De Beats hielpen de moderne Amerikaanse literatuur definiëren, door een ‘beweging’ van persoonlijke ontdekkingen en ‘discovery’. Ze gingen in de wagen over lange wegen, door mist en regen, ze observeerden treinen, het metrostelsel, stadsbanken, doorweekte sandwiches verpakt in papier, iedere vagebondachtige en soms illegale levensstijl, ze zaten in koffiehuizen joints te rollen, ze praatten over krantenjongens etc. Je mag er je zo ook een netwerk van impromptu open mic’s bij voorstellen, terwijl ze tochten maakten over rauwe trottoirs en tussen de wasems van de putdeksels van het moderne leven.
Jack zat er 63 dagen, op de berg, en het was moeilijker dan je kan voorstellen. Hij brak zichzelf bijna en hij had ook geen drank of drugs. Alleen een spiralengeringd notaboekje waarvan hij het een na het ander volschreef, tussen de ontwortelde bomen en de koude schouders van de bergruggen. Damp tussen de bergen, zon scheen, wouden waren altijd vertrouwd, lang verloren als het gezicht van een dood familielid.
Toen kwam de gekte, de straten en de drugs weer. De WO2-generatie voedde babyboomerskinderen op in nette kleine huizen met keurige witgeverfde hekken, Eisenhower was president, een hele goeie tijd om blanke mannelijke middenklasse te zijn. De Beats gingen echter te keer tegen ieder formalisme en kapitalisme. Er waren een paar vrouwen bij, maar het was toch vooral een jongensclub.
Ze voelden zich ‘beat down’ – verslagen en niet op hun plaats tussen de terugkerende soldaten en de zakenlui (beatdown – een staat van alles aan het verliezen, van in de goot te belanden, van door het leven neergemept te zijn.) Voor William Burroughs : ‘je moet alle bagage verliezen die de samenleving je opdringt, je de neus in duwt. Het ging om attitude – moeilijk te vertalen – een karakter.
‘The child showed attitude.’ – positief en negatief te interpreteren.
Maar kortom – tegen de normen van de society. Een tegencultuur. Zo speelde een kleine boekenwinkel, City Lights Bookstore, een belangrijke rol. Daar hingen de Beats rond – en ze kregen langs die weg de kans om uitgegeven te worden. Ze ageerden tegen de modernisten – vooral tegen T.S. Eliot, die ze beschuldigden stijf en formeel te zijn, het establishment vertegenwoordigend, verslaafd aan vormelijkheid, de traditie te bewieroken – geen intimiteit, geen emotion!
Alan Ginsberg bijv. was dan ook een nozem, ongeschoren, een baard – denk er oude sigarettenpapiertjes bij, eruitziende alsof hij zijn huur bijeen diende te schrapen, alleen gekookte eitjes at – en dit hoewel Beats vaak van uppermiddleclass en goede scholen kwamen.

________________________

Vereiste handelingen:
A) Hoeveel dagen zat Jack volgens de tekst over de Beats op de berg?
B) Schrijf uit de tekst over de Beats het stuk over, beginnend bij "De Beats hielpen" en eindigend bij "het moderne leven.".
C) Schrijf de tekst over de Beats verder, aansluitend op de laatste zin.

________________________

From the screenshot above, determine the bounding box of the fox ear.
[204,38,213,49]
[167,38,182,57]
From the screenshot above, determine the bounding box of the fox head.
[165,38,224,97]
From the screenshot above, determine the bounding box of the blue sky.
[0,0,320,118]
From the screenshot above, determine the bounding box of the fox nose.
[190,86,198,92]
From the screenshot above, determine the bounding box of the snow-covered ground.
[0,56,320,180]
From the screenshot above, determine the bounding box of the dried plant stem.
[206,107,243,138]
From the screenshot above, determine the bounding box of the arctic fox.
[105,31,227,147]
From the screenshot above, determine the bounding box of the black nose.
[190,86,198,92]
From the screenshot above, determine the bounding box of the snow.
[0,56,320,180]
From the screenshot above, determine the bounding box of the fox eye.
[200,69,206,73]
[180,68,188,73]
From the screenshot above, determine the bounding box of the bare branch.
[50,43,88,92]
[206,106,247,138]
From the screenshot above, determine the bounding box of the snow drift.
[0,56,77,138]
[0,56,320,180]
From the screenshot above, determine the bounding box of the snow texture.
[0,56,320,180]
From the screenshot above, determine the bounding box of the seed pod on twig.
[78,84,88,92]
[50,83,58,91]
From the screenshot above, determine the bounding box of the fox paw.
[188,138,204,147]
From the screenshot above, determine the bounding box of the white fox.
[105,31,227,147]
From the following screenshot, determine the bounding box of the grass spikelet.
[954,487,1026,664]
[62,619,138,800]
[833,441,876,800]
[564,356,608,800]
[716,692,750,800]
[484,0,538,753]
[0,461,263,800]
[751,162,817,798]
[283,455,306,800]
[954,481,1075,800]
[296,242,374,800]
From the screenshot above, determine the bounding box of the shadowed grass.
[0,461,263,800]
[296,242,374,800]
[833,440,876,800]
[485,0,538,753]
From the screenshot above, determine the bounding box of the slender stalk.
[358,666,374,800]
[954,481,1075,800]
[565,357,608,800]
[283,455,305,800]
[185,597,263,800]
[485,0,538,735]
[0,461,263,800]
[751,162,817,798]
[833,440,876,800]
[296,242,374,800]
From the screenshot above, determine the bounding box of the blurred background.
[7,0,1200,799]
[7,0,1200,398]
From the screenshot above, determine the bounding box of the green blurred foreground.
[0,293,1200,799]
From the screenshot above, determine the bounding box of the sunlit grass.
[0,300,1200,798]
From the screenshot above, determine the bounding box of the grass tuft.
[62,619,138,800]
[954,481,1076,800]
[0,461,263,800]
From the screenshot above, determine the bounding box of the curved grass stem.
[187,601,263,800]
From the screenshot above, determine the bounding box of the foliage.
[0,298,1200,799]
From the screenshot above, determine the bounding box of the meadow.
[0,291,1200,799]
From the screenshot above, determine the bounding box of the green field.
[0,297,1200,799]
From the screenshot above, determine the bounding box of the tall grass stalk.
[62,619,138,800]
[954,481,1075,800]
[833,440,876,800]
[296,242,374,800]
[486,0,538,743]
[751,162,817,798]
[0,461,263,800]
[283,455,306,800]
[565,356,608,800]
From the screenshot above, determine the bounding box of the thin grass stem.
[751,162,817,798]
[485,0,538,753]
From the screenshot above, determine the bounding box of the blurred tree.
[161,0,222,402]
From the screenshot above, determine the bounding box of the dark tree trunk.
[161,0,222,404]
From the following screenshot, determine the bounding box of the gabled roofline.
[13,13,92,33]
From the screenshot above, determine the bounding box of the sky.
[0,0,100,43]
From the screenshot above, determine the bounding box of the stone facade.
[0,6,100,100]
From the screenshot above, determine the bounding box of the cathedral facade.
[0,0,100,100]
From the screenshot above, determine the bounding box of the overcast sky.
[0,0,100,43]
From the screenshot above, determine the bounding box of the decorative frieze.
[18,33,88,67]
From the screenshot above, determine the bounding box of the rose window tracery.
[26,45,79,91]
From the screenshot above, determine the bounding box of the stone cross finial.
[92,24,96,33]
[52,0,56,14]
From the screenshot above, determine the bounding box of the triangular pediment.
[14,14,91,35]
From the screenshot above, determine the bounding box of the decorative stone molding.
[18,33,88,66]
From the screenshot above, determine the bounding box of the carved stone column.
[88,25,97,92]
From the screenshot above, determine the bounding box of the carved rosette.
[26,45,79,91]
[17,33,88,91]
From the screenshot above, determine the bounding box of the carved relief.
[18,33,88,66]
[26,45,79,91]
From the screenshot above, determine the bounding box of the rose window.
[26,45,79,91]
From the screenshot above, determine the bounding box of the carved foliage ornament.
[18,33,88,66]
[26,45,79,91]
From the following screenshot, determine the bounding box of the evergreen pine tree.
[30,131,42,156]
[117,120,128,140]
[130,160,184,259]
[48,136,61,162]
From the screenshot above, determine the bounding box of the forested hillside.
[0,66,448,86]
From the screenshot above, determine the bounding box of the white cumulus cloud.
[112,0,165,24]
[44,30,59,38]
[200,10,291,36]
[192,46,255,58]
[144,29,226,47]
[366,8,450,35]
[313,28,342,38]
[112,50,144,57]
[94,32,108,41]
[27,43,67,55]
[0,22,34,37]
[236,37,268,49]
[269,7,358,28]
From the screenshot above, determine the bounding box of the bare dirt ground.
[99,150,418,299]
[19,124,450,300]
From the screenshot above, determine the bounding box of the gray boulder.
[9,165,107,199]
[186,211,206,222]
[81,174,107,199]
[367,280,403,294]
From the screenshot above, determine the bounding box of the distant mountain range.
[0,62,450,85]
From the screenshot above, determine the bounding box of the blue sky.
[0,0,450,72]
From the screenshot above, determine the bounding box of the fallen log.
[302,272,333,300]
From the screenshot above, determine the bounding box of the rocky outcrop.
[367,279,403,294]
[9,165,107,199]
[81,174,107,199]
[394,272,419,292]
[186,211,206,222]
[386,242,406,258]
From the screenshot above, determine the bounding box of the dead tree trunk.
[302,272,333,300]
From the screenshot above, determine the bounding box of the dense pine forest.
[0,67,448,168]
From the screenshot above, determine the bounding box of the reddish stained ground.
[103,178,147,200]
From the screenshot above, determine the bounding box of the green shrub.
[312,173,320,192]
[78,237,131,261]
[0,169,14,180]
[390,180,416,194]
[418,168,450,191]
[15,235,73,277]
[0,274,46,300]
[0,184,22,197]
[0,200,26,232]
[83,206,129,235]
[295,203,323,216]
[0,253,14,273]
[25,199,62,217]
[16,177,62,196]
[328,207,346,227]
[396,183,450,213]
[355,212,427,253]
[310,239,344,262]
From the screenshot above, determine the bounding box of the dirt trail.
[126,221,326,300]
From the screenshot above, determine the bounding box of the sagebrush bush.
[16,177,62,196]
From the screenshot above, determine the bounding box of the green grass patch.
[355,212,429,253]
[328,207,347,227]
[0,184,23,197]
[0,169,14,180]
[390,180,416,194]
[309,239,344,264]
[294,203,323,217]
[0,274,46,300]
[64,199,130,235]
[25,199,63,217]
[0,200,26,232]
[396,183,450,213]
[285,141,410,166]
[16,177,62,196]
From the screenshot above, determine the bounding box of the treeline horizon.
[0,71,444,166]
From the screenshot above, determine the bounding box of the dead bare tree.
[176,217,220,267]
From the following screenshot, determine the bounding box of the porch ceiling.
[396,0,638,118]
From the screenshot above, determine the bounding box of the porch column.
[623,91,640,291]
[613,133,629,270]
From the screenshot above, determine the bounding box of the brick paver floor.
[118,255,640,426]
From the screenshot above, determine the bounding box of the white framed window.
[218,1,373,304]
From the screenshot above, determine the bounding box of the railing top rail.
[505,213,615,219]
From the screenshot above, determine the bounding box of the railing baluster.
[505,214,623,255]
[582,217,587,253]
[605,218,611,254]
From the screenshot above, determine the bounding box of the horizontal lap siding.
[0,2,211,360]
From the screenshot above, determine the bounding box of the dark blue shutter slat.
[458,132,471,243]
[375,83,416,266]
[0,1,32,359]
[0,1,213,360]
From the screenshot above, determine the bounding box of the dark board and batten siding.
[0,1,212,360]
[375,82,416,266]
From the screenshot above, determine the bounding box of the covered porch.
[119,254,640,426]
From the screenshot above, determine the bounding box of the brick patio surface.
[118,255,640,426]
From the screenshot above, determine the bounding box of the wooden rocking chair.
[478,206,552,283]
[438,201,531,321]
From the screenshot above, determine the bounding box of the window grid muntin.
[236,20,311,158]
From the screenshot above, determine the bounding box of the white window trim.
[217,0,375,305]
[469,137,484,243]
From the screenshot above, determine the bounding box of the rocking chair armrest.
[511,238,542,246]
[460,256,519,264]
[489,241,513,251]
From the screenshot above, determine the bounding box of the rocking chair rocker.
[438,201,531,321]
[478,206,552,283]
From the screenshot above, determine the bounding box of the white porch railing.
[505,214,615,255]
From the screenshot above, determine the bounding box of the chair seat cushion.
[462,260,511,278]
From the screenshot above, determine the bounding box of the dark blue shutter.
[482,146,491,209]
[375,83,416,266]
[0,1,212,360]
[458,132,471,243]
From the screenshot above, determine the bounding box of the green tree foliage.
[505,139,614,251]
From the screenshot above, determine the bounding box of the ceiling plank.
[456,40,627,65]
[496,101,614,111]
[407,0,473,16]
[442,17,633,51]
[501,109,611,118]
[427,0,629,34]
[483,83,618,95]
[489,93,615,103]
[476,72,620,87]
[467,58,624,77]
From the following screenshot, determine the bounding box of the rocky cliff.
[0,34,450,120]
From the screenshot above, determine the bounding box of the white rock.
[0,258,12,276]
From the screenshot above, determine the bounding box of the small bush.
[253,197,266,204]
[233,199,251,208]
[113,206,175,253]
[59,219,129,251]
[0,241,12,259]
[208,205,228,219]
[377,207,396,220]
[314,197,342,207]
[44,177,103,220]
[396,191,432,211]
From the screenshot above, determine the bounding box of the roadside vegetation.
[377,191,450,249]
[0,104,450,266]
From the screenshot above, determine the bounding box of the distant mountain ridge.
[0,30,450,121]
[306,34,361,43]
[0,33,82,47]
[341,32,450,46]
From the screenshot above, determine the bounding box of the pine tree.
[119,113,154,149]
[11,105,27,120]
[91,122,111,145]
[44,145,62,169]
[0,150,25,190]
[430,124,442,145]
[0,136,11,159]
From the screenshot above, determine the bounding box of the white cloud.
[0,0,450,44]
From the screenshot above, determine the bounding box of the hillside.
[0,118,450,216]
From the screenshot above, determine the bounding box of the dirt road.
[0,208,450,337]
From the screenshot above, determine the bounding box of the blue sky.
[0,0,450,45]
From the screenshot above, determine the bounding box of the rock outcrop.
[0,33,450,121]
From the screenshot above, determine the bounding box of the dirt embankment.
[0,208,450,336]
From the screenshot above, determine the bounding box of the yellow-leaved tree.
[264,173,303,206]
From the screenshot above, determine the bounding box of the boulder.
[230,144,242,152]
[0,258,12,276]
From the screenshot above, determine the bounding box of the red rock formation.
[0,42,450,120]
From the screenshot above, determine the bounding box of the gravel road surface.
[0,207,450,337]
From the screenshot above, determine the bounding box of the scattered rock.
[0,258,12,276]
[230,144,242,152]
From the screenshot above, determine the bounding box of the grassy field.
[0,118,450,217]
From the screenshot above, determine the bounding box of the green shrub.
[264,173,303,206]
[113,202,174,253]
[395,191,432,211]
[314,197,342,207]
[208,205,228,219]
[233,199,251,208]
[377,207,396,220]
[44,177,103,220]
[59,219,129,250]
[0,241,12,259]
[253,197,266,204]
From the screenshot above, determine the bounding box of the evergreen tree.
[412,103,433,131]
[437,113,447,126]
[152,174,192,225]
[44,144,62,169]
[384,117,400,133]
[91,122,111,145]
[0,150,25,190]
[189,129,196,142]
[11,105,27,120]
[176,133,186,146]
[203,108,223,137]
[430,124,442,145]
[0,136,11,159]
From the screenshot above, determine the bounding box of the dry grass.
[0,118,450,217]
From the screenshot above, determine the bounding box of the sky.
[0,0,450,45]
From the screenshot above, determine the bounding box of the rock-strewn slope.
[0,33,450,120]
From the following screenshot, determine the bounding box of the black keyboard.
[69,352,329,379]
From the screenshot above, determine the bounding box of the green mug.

________________________

Antwoorden:
A) Jack zat 63 dagen op de berg.

B)
De Beats hielpen de moderne Amerikaanse literatuur definiëren, door een ‘beweging’ van persoonlijke ontdekkingen en ‘discovery’. Ze gingen in de wagen over lange wegen, door mist en regen, ze observeerden treinen, het metrostelsel, stadsbanken, doorweekte sandwiches verpakt in papier, iedere vagebondachtige en soms illegale levensstijl, ze zaten in koffiehuizen joints te rollen, ze praatten over krantenjongens etc. Je mag er je zo ook een netwerk van impromptu open mic’s bij voorstellen, terwijl ze tochten maakten over rauwe trottoirs en tussen de wasems van de putdeksels van het moderne leven.

C)
Maar ze ademden katharsis, slordig, roekeloos, intens persoonlijk en emotioneel – zoals de Romantics (denk aan Shelley en Blake die tegen de Verlichting ageerden). Na de Romantics werd de literatuur weer intellectueel – de Beats brachten dit op hun beurt weer terug naar het emotionele.
Speelde een rol, natuurlijk, de jazz – die als schandalig beschouwd werd min of meer. Je moet denken aan lange jazzimprovisaties – nog altijd discipline nodig en veel oefening, doch alleen maar nodig om jezelf te onthechten. Je keerde je tegen de samenleving en je zorgde ervoor dat je volledig vrij zou leven.
Zonder vaste vorm en informeel. Drugs voor de creativiteit. Alles wat LGBTQ etc. was, daar werd heel oprecht over geschreven. Controversieel dus ook – mensen tegen de haren in strijken – zo was er bijv. een rechtstraak om Ginsbergs magnum opus Howl te bannen.
De natuur in brede zin werd gerespecteerd en bemind – in simpele dictie.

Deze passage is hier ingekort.